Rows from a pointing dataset
-------

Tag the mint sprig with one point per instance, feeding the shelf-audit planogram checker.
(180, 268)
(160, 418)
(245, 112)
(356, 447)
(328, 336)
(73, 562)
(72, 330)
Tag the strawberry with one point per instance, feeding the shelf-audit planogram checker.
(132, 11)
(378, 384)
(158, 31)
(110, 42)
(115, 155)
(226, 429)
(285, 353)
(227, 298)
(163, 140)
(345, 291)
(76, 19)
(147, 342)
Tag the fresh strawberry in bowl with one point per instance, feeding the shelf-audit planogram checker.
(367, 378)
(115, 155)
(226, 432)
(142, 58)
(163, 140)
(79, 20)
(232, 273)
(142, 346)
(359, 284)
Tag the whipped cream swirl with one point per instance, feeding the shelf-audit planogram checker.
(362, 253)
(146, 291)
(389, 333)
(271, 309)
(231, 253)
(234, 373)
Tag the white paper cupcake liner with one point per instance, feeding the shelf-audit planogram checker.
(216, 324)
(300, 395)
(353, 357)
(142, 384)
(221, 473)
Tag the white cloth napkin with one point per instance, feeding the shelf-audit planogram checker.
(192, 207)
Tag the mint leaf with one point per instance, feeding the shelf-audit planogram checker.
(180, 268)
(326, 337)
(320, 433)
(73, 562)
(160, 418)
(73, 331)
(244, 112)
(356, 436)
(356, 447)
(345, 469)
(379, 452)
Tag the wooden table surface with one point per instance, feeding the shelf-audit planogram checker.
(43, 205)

-------

Aim: Pull out every line of the records above and reproduce each one word for word, with nothing changed.

Response:
Tag the mint sprig with one point per instance, feeding the shelf-audit planogram checker.
(180, 268)
(160, 418)
(245, 112)
(356, 447)
(328, 336)
(73, 562)
(72, 330)
Tag the strawberry with one point per instance, feeding the shelf-audit planogram checker.
(132, 11)
(378, 384)
(158, 31)
(110, 42)
(115, 155)
(226, 429)
(285, 353)
(227, 298)
(163, 140)
(345, 291)
(76, 19)
(147, 342)
Tag the fresh strawberry in bowl with one point per instance, feeding the shelf-audit planogram checker.
(367, 378)
(115, 155)
(226, 432)
(142, 58)
(163, 140)
(79, 20)
(232, 273)
(142, 346)
(359, 284)
Tag the whipped cream swirl with one point per instance, feeding the shelf-audit planogram checker.
(362, 253)
(146, 291)
(389, 333)
(271, 309)
(231, 253)
(234, 373)
Tag the white paper cupcake liner with one point per instance, feeding the shelf-audit planogram checker.
(216, 324)
(300, 395)
(353, 357)
(142, 384)
(221, 473)
Tag the white cloth napkin with one point per instance, feeding the shelf-audit planogram checker.
(192, 207)
Tag the mint leaf with one point per instance, feeding the shelf-audit planogram checker.
(180, 268)
(326, 337)
(320, 433)
(73, 562)
(160, 418)
(73, 331)
(244, 112)
(356, 436)
(356, 447)
(345, 469)
(379, 452)
Tag the wooden table surface with one point per instance, feeding the shelf-audit planogram checker.
(43, 205)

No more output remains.